Job ▸ Please change "screen reader" to "text-to-speech tool" in the stretch of data from the line containing "carved wooden stall" through the end of the data, and reproduce that stretch with everything else the same.

[Rows from a box-labeling dataset]
|---|
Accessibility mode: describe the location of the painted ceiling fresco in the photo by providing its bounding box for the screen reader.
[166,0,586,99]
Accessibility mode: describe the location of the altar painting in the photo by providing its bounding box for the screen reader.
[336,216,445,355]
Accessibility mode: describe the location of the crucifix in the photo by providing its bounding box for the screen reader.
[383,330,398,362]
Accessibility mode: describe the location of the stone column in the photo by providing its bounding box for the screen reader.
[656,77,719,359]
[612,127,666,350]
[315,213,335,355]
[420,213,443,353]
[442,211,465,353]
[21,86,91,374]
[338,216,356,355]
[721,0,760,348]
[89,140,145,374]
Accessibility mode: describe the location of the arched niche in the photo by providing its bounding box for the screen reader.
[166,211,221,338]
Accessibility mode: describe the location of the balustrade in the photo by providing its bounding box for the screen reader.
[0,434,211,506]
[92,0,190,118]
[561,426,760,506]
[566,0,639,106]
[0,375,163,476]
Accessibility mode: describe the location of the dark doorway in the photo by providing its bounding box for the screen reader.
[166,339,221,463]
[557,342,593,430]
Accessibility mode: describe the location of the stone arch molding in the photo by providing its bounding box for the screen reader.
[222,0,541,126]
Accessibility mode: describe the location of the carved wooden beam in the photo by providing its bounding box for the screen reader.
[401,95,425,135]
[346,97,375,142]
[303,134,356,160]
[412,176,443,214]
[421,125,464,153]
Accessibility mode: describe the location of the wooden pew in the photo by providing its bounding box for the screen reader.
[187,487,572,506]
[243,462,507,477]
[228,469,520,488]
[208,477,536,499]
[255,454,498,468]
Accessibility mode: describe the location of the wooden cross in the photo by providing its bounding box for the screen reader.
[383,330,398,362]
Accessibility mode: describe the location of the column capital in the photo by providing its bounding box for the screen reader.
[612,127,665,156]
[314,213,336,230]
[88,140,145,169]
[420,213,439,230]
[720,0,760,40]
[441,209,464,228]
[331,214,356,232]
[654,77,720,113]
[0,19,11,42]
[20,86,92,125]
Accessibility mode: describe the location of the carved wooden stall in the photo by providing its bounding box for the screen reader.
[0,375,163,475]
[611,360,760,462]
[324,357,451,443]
|---|
Full answer ▸
Accessibility mode: describe the location of the carved wooden stall in the photo by providing its bounding box for the text-to-speech tool.
[0,375,163,475]
[611,360,760,462]
[324,357,451,443]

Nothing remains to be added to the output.